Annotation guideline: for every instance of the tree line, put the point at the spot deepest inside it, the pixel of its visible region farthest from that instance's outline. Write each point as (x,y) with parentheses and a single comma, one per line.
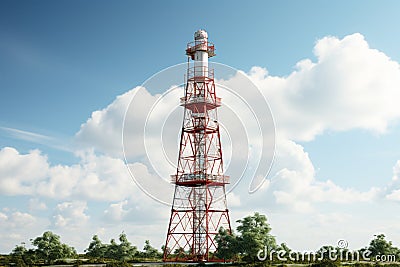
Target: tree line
(252,242)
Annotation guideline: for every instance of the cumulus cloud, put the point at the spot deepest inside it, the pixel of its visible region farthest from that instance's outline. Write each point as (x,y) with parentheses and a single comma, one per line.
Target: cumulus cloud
(70,214)
(19,173)
(350,86)
(100,177)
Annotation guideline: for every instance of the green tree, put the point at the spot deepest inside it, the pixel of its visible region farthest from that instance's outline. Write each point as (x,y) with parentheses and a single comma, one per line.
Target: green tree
(227,243)
(18,251)
(49,248)
(254,236)
(149,251)
(125,250)
(96,248)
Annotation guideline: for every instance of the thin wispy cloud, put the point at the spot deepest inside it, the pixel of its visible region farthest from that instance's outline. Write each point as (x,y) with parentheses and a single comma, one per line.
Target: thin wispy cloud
(37,138)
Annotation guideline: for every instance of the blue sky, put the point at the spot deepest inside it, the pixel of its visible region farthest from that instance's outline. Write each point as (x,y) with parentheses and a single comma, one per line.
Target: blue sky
(62,60)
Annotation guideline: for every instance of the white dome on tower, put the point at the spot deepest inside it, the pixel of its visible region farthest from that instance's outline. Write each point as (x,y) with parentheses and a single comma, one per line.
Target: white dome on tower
(200,34)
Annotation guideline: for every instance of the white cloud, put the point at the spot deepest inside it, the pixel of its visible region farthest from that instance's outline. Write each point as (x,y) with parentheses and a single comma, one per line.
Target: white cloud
(19,173)
(70,215)
(350,86)
(36,204)
(95,177)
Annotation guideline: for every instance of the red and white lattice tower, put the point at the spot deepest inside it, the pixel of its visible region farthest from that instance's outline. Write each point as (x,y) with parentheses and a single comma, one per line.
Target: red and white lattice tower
(199,206)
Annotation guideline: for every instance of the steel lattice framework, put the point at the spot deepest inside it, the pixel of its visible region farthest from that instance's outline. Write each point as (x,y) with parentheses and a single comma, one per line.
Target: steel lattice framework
(199,206)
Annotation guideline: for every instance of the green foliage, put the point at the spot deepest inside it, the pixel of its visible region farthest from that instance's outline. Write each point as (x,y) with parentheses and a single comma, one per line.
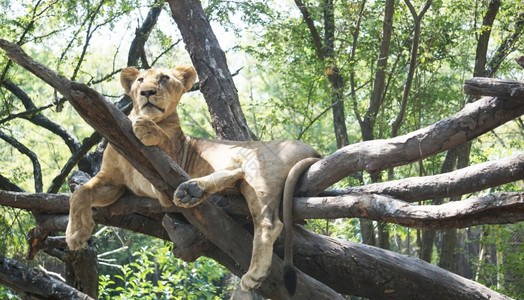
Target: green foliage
(285,92)
(156,274)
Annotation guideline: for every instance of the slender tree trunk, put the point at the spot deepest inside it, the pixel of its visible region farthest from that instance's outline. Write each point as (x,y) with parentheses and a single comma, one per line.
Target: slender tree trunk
(216,82)
(377,97)
(463,152)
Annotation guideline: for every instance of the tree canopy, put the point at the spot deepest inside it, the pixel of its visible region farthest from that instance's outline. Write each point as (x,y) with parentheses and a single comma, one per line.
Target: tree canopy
(417,164)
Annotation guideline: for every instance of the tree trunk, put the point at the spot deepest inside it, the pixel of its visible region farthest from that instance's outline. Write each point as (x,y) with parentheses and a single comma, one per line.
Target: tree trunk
(216,82)
(355,269)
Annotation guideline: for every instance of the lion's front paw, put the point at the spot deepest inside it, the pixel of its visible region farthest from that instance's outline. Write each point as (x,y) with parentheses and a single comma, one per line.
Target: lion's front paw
(189,194)
(146,131)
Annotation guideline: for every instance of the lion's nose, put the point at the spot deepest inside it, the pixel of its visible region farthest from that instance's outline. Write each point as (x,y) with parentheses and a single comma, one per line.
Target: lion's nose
(147,93)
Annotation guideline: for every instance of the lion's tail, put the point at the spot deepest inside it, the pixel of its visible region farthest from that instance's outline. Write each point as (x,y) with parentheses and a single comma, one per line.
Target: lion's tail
(290,276)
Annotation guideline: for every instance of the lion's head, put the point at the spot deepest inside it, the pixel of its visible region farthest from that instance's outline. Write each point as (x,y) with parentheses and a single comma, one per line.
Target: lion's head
(156,92)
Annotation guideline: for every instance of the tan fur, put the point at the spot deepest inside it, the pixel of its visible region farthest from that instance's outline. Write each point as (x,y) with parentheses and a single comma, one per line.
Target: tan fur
(258,169)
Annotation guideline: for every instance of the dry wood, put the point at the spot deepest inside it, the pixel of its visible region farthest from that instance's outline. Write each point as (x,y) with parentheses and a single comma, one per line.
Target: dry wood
(357,269)
(372,156)
(482,86)
(501,208)
(166,175)
(492,209)
(34,283)
(375,273)
(466,180)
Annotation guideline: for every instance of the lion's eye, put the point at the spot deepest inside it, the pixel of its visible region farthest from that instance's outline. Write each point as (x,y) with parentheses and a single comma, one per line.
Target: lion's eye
(163,79)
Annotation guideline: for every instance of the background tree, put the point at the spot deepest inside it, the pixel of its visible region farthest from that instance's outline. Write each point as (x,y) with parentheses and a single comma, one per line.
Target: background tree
(285,83)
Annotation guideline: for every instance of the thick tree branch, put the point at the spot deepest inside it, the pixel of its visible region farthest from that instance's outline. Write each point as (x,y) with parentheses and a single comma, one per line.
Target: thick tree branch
(166,175)
(35,283)
(142,34)
(492,209)
(372,156)
(394,276)
(215,79)
(462,181)
(347,260)
(313,253)
(494,87)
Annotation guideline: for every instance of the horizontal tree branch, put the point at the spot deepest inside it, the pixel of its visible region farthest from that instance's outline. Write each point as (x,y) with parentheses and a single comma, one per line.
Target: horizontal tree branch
(501,208)
(372,156)
(394,276)
(491,209)
(312,251)
(35,283)
(481,86)
(466,180)
(166,175)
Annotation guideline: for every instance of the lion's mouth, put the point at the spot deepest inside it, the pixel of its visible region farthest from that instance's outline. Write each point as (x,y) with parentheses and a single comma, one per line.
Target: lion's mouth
(149,104)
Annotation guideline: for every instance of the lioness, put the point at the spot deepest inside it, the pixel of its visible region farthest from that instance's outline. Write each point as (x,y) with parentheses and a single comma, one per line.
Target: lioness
(258,169)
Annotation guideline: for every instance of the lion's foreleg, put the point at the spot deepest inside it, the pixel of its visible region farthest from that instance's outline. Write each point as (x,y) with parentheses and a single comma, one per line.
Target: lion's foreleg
(95,192)
(196,190)
(150,134)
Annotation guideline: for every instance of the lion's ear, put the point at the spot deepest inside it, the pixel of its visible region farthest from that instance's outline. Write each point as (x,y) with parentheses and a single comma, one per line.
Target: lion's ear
(186,74)
(127,77)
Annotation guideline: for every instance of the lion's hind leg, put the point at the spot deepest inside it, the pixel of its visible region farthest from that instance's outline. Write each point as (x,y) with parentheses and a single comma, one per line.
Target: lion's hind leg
(96,192)
(267,227)
(194,191)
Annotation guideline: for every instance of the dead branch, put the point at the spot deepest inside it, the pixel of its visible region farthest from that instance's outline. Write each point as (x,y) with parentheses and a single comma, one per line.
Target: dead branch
(492,209)
(35,283)
(466,180)
(166,175)
(494,87)
(373,156)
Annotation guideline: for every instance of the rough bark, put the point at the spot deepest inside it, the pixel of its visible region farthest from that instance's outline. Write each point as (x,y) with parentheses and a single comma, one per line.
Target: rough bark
(491,209)
(216,82)
(494,87)
(349,264)
(37,170)
(394,276)
(456,183)
(166,175)
(213,223)
(34,283)
(475,119)
(502,208)
(377,96)
(412,64)
(142,34)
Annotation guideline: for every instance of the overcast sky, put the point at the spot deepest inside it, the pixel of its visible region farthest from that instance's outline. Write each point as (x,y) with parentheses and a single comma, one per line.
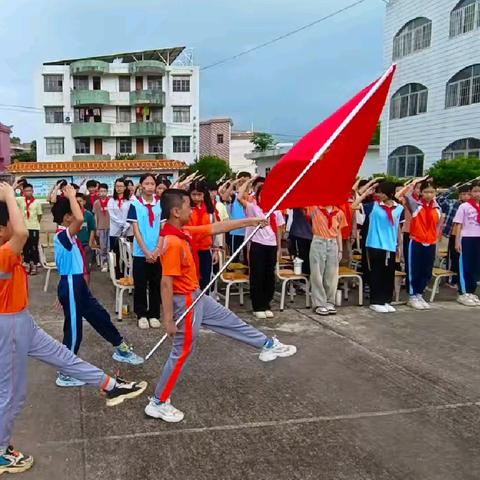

_What is expected_
Select every line in the items above that contains the word "slender", and copy each of those lines in full.

_Written solution_
Annotation guideline: for every instance of the slender tree trunk, put the point at the spot deepest inside it, the pixel of its visible region farthest from that instance's outline. Write each point as (x,y) with parentheses and a single comma, one per line.
Target: slender tree trunk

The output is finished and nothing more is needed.